- **Problem details**: Rewrite the material below, replacing "gray sky" with "cloudy sky" wherever it occurs and keeping everything else the same. Leave the pictures out of your version.

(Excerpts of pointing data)
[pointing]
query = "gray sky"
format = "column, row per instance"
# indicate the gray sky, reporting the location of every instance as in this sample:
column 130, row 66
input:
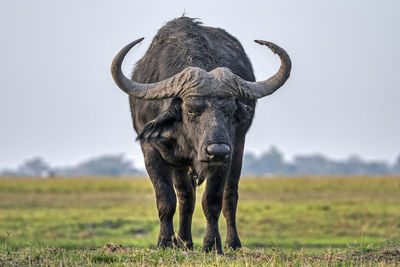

- **Output for this exercise**:
[pointing]
query = "cloudy sky"
format = "column, row per instance"
# indicate the cloudy sky, reporting the location of every instance as in this sample:
column 130, row 66
input:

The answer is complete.